-------- Selected extract --------

Don's Home Science Statistics 
We are constantly inundated by studies that show some medical supplement is good for you and a couple of years later another study showing it is bad for you. There are a lot of bad methodologies in these studies let alone bias depending on who is funding the study.
One common problem is using correlation to imply cause and effect. A common example of cause and effect is smoking causes an increase in the risk of developing lung cancer. However correlation does not imply cause and effect.
The common example of the logical fallacy is a correlation between drowning deaths (or shark attacks) and ice cream consumption.
These are a special case of Multicollinearity (also collinearity) where two or more predictor variables e.g. obesity and lack of exercise, in a multiple regression model are highly correlated.
You can't tell if the dependent variable e.g. heart disease is caused by one or the other or both. I took an econometrics course from one of the leading econometrics experts. He had a mission to reduce these kind of mistakes in research in a variety of fields, medicine, economics, business, ... As a graduate student I was a research assistant for several professors who frequently misused statistics, but still got their papers published. As data becomes more readily available via the Internet it is tempting to run multiple regressions on many data sets and then concoct a theory for two or more variables that are correlated. Spurious correlation is especially likely to occur with time series data, where two variables trend upward over time because of increases in population, income, prices, or other factors. My personal gripe is people telling me, a widower for many years, that I would live longer if I got married again. Statistics show this. Someday I'm going to get the data on health, which is omitted in these studies, and see what it shows. See Marriage and Longevity
Another one I'd like to research is the correlation between evangelical Christians and people who voted for Donald Trump. Trump got 81% of white evangelical or bornagain Christian vote. Statistical Tests: Correlation computes the value of the Pearson correlation coefficient, r. Its value ranges from 1 to +1. Linear regression finds the best line that predicts Y from X. It quantifies goodness of fit with R^{2}, which ranges from 0 to 1.
Books: "How to Lie with Statistics" Darrell Huff, Irving Geis, 1954M In the 1960s and 1970s, "How to Lie with Statistics" became a standard textbook introduction to the subject of statistics for many college students.

--------

__Parts of the exercise__:
1. Answer these questions from the statistics page:
(a) What common example of cause and effect does it give?
(b) What share of the white evangelical or born-again Christian vote did Trump get?
(c) In which decades did "How to Lie with Statistics" become a standard textbook for many college students?
2. According to the statistics page, why is spurious correlation especially likely with time series data?
3. Rewrite the paragraph of the statistics page that begins "One common problem is using correlation" more briefly, keeping its main facts.
The rows that come after the statistics page have no connection to it.

-------- Raw data --------

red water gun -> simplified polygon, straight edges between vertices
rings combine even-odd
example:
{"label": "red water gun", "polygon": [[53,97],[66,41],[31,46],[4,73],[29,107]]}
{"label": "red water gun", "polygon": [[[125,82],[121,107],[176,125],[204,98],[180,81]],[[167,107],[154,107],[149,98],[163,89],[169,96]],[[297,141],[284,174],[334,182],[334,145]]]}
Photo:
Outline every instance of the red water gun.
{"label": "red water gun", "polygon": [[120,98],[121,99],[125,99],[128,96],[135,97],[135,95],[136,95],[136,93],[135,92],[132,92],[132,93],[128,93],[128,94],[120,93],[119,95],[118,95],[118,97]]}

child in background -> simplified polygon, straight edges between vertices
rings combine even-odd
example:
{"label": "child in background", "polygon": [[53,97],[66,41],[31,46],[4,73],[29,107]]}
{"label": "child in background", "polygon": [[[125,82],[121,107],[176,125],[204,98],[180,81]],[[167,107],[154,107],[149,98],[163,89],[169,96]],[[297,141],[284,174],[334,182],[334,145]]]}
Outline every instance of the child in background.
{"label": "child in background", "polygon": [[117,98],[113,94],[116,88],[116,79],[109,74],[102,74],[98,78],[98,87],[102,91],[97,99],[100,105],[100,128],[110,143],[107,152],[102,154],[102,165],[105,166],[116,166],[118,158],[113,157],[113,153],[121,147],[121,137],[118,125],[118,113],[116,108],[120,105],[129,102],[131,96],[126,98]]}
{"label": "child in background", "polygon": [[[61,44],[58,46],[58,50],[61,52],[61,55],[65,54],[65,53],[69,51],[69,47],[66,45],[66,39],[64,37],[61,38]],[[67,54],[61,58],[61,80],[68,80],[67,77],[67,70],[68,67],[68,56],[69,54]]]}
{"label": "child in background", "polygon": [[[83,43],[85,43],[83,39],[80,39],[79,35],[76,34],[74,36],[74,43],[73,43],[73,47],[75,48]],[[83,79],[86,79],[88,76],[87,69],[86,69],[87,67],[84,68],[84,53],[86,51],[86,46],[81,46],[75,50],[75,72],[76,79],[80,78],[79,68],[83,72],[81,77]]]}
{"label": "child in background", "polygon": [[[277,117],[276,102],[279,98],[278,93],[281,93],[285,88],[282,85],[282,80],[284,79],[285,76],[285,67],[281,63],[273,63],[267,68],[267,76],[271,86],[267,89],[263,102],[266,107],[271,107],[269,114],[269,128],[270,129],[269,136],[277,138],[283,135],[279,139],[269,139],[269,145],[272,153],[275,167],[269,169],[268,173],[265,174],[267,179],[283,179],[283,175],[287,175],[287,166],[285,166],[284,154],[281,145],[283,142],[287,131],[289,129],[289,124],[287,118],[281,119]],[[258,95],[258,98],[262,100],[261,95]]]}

--------

__Responses by task__:
1.
(a) Smoking causes an increase in the risk of developing lung cancer.
(b) 81%.
(c) The 1960s and 1970s.

2. With time series data, two variables tend to trend upward over time. That happens because of increases in population, income, prices, or other factors, so the variables can appear correlated even when they are not connected.

3. Studies often misuse correlation to suggest cause and effect. Smoking raising the risk of lung cancer is a common example of cause and effect, but correlation by itself does not imply cause and effect.